Reconozco que la célula y la fotosíntesis, entre otros temas, no eran mi mayor fortaleza, mucho menos abrir sapos, ni nada parecido. Si su exterior no me importaba, por qué me importaría su interior. En qué cambiaría conocer a un sapo por dentro, es más, no quiero seguir hablando del tema porque puedo repetir lo que me ocurría en el bus del colegio, pero en la sala de mi casa.

No sé cómo lo logré, pero llegué a primero de bachillerato (sexto grado) y por poco tienen que acudir a un abogado para sacarme de ahí. Casi hago un doctorado ese año, pero como era tan joven decidí que sería mejor una Maestría, pues lo repetí tres veces. Eso sí cada repetición fue en un colegio diferente.

En el primero perdí el año y no me dejaron repetirlo, y ahí en lugar de Cristo, comenzó a mi mamá a padecer, pues ella era la que tenía que buscarme colegio. En esa época no había Transmilenio e ir más allá del llamado ‘Tercer Puente’ era toda una odisea. Sin embargo, no fue difícil encontrarme un colegio nuevo porque había salido del anterior sólo por perder el año.

En el siguiente colegio fui una alumna destacada, ya no sólo por mi bajo rendimiento académico, sino por una que otra diablurita que llevó a que, por primera vez, me suspendieran por un día. La verdad no recuerdo ese día como un castigo, sino como toda una aventura que comenzó a las 6:00 a.m. cuando un amigo me esperaba en la esquina de mi casa y yo salí con uniforme.

El primer paso era desayunar en la panadería del barrio, luego sentarnos en un parque a fumar y a hablar, escondiéndonos de todos los que pasaban por nuestro barrio para que no nos descubrieran. A eso de las 10:00 a.m. fuimos a Uniplay de Unicentro a jugar maquinitas, luego pizza en Jeno’s y, finalmente, llegamos a una tienda cerca a la casa a esperar a que nuestros amigos llegaran del colegio, para volver, a eso de las 4:00 p.m., e inventar que fue un día muy pesado.

Yo, sinceramente, diría que, más que pesado, fue un día largo y, por obvias razones, más caro de lo normal. Pero como dicen por ahí “al que le gusta, le sabe” y pues como la pasé tan rico, días como éste se repitieron varias veces durante mi etapa escolar. 

Como era de esperarse, este castigo no fue suficiente para mejorar mi comportamiento, así que en este colegio sólo gozaron de mi presencia un añito y, nuevamente, mi mamá tuvo que recorrerse el norte de la ciudad hasta que, para infortunio mío, logró su objetivo otra vez.

| Filas proporcionadas |
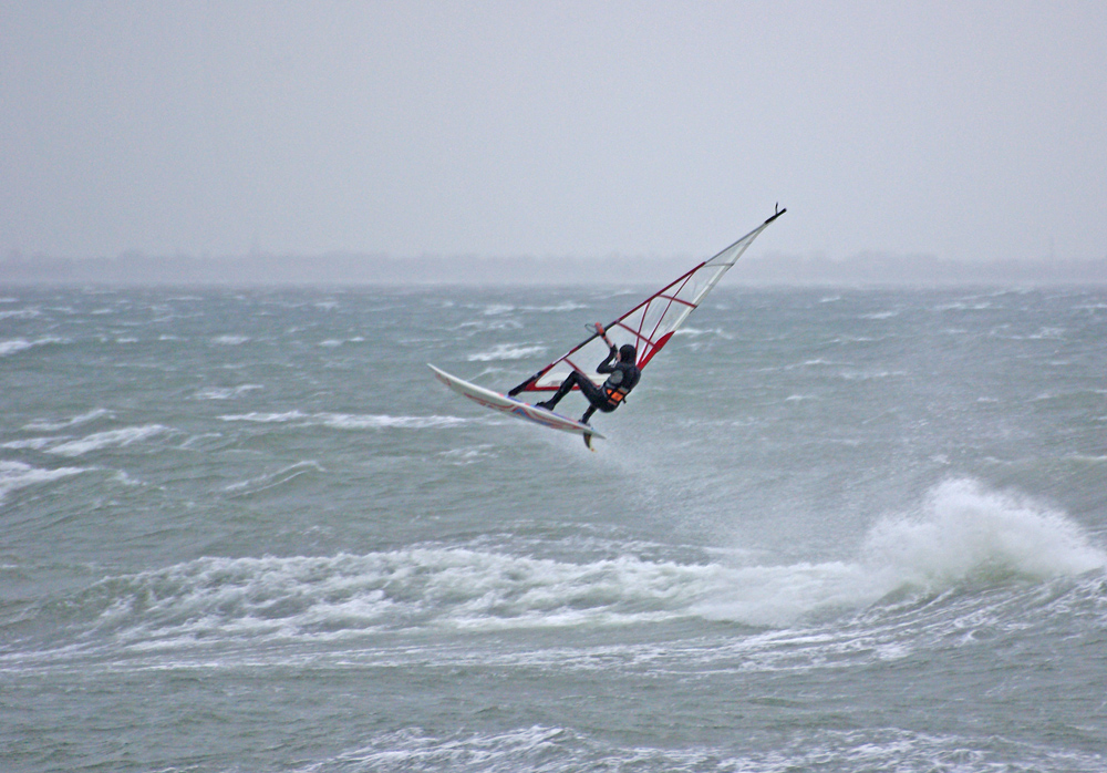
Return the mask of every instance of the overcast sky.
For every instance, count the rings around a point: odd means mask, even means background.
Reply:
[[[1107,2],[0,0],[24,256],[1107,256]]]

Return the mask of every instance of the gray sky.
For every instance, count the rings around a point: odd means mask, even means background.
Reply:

| Tus tareas |
(A) Cambia "colegio" por "escuela" al reproducir el relato, comenzando en "En el primero" y siguiendo hasta "perder el año.".
(B) Filtra las filas y copia cada una que contenga la cadena "instance".
El relato y las filas no tienen relación entre sí.

| Soluciones en orden |
(A)
En el primero perdí el año y no me dejaron repetirlo, y ahí en lugar de Cristo, comenzó a mi mamá a padecer, pues ella era la que tenía que buscarme escuela. En esa época no había Transmilenio e ir más allá del llamado ‘Tercer Puente’ era toda una odisea. Sin embargo, no fue difícil encontrarme un escuela nuevo porque había salido del anterior sólo por perder el año.

(B)
Return the mask of every instance of the overcast sky.
For every instance, count the rings around a point: odd means mask, even means background.
Return the mask of every instance of the gray sky.
For every instance, count the rings around a point: odd means mask, even means background.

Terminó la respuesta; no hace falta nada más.